[Data for review Boundary: Start]

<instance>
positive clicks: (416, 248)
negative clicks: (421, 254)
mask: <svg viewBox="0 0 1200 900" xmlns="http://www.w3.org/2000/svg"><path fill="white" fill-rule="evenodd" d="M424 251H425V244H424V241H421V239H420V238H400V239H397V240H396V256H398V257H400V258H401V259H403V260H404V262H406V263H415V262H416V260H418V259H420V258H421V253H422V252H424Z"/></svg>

[Data for review Boundary: End]
[Data for review Boundary: Start]

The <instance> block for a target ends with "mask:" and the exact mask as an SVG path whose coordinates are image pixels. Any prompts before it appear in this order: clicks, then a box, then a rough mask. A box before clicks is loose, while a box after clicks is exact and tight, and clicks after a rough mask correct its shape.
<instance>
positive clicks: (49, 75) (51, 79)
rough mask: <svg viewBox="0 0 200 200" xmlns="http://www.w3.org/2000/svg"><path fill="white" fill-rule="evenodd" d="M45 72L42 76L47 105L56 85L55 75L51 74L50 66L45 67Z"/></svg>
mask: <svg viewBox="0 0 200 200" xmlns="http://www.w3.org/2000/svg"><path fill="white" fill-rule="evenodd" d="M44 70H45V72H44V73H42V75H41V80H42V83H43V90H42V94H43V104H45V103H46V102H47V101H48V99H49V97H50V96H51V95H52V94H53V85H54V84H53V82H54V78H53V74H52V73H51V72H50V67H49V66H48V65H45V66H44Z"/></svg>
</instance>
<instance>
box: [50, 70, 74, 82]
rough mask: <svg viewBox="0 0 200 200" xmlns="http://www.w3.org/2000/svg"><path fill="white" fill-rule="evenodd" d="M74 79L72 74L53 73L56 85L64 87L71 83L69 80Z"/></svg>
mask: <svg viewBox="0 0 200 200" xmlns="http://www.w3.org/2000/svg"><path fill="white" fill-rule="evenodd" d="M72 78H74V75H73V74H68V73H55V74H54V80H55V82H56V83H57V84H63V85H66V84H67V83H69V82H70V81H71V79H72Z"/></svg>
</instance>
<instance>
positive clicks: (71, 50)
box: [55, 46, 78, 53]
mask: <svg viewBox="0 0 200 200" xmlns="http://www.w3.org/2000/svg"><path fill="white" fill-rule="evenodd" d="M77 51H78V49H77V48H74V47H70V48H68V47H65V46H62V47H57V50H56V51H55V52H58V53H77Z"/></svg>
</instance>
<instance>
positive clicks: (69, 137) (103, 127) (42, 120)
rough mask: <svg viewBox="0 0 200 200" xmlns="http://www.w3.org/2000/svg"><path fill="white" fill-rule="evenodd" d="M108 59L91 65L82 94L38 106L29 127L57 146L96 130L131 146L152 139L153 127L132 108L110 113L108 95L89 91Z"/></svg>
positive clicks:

[Data for review Boundary: End]

Show each line of the records that contains the string "clicks".

Task output:
positive clicks: (416, 248)
negative clicks: (421, 254)
The <instance> block for a target ends with "mask:" and the exact mask as an SVG path whose coordinates are image pixels. Any prompts before it appear in this order: clicks, then a box, then a rough mask. A box before clicks is loose, while a box after clicks is exact and tight, and clicks after a rough mask correct its shape.
positive clicks: (49, 75) (51, 79)
positive clicks: (71, 50)
positive clicks: (69, 137) (103, 127) (42, 120)
positive clicks:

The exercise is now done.